## What needs to be done
Copy the lines of the listing below verbatim, beginning at the line that contains "Where in the photo above do you see the blue" and ending after the line that contains "[0,0,212,238]".

## Extracted information
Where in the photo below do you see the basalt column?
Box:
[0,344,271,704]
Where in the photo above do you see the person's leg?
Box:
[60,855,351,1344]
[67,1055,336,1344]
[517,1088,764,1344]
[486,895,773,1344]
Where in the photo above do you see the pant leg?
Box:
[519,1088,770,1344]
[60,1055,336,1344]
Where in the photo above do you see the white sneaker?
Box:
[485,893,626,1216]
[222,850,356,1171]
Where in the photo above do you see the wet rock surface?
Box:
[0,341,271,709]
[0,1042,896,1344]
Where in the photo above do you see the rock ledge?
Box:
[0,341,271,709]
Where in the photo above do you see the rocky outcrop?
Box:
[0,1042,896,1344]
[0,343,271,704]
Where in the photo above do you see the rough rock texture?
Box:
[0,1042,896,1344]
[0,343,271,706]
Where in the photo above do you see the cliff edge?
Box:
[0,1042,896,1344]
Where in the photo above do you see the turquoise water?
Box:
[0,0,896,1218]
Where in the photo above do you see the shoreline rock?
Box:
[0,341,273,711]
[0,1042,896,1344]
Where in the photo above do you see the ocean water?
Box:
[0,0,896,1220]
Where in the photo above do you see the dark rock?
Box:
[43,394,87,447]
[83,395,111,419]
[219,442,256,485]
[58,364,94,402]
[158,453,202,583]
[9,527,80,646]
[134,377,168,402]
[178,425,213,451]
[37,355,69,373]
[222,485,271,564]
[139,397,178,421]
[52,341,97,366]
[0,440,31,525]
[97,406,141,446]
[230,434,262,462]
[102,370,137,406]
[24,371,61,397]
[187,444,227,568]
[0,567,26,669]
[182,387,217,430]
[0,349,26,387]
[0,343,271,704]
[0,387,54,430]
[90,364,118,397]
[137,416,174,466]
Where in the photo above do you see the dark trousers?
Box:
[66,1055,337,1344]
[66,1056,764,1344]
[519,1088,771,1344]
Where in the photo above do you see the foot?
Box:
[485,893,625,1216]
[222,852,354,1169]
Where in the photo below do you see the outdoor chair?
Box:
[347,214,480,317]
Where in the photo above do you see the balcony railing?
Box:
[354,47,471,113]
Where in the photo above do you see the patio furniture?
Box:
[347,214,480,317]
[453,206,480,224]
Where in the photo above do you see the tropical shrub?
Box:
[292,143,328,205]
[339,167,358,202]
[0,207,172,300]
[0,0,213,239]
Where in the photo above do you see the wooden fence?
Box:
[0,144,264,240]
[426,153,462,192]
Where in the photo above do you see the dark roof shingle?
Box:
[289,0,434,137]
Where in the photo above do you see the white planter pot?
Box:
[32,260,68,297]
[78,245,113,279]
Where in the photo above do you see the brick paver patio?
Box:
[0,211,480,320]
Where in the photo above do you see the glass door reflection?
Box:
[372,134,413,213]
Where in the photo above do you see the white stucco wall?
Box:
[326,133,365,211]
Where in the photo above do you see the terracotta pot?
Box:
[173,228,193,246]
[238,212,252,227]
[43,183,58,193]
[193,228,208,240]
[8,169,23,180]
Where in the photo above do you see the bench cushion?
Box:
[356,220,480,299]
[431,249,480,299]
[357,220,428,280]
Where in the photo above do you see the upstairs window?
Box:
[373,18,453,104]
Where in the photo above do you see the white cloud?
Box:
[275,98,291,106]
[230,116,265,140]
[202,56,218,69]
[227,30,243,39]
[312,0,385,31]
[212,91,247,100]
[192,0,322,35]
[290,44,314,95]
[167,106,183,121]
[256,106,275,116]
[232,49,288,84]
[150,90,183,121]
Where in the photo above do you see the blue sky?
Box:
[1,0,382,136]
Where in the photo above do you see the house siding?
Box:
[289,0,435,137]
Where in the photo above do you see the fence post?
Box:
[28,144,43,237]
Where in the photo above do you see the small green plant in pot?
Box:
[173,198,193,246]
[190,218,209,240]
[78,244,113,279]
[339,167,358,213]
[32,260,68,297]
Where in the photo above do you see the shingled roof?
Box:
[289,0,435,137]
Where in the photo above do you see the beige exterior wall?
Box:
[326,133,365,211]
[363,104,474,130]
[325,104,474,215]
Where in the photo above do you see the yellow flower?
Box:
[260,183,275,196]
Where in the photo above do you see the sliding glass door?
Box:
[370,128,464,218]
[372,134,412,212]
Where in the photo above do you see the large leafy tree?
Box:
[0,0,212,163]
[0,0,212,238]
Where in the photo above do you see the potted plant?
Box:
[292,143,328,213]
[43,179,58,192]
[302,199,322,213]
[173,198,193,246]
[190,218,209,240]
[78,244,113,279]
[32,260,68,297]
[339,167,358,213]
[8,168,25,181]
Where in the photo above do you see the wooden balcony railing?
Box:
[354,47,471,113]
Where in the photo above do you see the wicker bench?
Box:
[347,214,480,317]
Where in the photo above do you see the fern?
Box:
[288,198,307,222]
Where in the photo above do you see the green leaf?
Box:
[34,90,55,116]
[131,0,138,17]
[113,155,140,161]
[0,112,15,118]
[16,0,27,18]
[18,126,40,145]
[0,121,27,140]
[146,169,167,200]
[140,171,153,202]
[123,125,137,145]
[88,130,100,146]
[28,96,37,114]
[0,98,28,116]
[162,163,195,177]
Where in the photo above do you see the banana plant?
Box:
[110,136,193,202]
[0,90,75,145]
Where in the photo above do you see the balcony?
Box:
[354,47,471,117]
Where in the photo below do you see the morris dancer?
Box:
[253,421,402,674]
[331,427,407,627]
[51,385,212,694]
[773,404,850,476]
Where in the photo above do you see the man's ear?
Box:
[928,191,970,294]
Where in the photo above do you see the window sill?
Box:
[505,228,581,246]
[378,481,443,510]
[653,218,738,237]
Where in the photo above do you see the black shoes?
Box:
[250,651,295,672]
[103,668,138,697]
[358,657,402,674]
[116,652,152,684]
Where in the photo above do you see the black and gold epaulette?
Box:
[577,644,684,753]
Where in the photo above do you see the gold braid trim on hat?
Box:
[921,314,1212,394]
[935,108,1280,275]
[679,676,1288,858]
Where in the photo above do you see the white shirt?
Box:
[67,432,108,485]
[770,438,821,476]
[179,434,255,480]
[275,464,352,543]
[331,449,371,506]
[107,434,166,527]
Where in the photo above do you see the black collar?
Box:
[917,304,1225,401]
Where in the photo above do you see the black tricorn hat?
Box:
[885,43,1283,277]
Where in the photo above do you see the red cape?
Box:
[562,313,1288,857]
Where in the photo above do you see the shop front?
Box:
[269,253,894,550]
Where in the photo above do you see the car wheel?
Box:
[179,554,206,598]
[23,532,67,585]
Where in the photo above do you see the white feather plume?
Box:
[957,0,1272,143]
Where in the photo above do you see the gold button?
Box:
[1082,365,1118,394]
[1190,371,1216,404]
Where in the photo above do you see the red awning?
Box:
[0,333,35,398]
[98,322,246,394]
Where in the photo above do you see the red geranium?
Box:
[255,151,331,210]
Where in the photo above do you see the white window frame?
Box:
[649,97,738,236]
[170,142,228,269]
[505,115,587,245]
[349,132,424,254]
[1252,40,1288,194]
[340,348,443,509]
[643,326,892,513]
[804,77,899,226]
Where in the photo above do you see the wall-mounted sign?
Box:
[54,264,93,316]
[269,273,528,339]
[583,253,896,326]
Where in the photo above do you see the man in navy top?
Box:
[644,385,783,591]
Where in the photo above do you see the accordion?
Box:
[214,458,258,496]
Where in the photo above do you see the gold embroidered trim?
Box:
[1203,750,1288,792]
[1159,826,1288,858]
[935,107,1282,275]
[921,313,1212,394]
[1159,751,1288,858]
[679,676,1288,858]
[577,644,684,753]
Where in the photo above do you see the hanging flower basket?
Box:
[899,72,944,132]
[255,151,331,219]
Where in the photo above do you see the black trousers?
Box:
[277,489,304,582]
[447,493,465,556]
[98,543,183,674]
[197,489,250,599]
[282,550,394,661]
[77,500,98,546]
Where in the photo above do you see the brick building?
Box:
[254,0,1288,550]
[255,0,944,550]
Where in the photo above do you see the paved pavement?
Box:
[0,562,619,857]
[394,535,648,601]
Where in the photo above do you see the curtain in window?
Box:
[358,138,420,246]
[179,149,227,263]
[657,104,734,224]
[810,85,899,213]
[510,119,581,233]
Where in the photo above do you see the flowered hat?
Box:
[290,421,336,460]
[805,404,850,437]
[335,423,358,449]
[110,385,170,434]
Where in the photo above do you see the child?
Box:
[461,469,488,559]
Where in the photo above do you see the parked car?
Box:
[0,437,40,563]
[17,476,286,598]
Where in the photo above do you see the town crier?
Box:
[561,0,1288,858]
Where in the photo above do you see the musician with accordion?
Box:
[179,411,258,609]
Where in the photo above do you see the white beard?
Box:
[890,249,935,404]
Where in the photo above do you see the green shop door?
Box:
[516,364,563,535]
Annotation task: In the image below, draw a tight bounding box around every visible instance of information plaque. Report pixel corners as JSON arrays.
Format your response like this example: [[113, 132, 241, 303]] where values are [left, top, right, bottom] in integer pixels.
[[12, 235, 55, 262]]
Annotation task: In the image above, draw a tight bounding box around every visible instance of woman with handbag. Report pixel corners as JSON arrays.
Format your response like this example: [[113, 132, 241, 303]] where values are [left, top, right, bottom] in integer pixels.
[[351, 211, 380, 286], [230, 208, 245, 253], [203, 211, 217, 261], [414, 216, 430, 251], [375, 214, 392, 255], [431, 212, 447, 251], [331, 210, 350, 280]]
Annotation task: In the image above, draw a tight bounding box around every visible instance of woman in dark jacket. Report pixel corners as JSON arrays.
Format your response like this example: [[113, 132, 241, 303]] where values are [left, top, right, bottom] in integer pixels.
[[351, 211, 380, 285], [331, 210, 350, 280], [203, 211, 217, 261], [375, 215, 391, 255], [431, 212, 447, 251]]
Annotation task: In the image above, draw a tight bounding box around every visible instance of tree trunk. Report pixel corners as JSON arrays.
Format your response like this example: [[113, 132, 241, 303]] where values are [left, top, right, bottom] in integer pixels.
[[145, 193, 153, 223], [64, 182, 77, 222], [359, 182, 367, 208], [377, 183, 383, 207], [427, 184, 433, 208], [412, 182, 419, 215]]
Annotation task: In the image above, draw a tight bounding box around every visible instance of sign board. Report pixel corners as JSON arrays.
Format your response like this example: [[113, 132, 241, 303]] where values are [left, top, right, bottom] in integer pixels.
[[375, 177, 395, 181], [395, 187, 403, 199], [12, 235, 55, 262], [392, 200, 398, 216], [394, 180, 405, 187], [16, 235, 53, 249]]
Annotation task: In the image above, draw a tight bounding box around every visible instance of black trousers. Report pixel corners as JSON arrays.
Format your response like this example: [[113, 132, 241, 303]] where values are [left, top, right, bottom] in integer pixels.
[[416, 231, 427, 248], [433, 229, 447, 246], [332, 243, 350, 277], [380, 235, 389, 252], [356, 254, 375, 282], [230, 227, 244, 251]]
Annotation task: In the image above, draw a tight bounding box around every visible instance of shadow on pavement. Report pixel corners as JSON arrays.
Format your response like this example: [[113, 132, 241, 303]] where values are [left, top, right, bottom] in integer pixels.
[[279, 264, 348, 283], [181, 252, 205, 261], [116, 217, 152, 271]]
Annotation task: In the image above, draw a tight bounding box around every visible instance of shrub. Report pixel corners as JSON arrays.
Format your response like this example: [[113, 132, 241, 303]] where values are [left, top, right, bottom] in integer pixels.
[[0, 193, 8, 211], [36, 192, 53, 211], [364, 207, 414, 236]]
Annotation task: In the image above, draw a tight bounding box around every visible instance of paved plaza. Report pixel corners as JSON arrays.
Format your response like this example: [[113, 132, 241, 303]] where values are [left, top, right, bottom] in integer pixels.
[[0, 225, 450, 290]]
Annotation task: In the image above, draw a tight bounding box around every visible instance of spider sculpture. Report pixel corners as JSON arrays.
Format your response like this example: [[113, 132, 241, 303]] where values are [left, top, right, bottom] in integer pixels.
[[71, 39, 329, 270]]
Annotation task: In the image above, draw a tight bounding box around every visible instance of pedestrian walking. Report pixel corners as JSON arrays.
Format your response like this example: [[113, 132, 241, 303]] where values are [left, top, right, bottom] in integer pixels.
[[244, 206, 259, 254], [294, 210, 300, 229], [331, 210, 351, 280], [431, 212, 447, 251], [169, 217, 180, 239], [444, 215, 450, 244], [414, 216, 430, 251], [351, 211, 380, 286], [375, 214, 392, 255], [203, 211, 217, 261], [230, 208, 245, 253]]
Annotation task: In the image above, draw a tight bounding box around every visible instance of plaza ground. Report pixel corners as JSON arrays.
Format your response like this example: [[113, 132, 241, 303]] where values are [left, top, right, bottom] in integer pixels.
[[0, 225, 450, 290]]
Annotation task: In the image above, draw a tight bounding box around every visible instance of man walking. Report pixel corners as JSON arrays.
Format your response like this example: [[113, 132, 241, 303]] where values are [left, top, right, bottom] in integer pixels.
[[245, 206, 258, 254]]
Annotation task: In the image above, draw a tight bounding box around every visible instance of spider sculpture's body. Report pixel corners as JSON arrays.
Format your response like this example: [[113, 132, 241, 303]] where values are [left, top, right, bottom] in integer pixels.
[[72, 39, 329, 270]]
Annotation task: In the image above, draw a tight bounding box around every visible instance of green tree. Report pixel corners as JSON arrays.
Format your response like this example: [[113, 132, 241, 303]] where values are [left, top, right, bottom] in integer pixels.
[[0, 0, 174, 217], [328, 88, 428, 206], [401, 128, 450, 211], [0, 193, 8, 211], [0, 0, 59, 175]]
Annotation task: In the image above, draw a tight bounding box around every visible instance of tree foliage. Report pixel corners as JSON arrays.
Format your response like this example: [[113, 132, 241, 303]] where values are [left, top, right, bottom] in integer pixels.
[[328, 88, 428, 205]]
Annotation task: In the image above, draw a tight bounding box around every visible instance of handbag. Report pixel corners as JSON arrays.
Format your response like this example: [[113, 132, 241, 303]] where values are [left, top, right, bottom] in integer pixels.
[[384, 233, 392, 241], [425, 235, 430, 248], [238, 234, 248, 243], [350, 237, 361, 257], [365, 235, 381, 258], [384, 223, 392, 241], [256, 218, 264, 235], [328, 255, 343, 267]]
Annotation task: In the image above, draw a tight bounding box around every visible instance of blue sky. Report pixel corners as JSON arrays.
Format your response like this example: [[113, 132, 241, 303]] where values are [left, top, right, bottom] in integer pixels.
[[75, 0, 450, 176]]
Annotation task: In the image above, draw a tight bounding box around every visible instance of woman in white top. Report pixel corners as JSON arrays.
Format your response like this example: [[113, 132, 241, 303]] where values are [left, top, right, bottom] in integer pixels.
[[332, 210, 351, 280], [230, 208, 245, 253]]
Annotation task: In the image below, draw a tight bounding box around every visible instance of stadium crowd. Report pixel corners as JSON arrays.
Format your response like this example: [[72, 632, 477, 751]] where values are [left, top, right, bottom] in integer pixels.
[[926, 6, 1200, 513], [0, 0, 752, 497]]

## Result below
Where in the photo above do you see the blue sky?
Box:
[1,0,382,136]
Where in the photo above do you see the house siding?
Box:
[289,0,435,137]
Where in the photo above do you see the fence post?
Box:
[28,144,43,237]
Where in the photo above do you see the small green plant in pot?
Box:
[173,198,193,246]
[190,218,209,240]
[78,244,113,279]
[339,167,358,213]
[32,260,68,297]
Where in the photo above do you see the shingled roof?
Box:
[289,0,435,137]
Where in the photo above do you see the beige exterior wall?
Box:
[326,133,365,211]
[363,104,474,130]
[325,104,474,215]
Where in the photo above do you see the yellow flower?
Box:
[260,183,275,196]
Where in the photo above do you see the sliding glass door?
Box:
[370,128,464,218]
[372,134,412,212]
Where in the photo above do you see the large leafy tree?
Box:
[0,0,212,163]
[0,0,212,238]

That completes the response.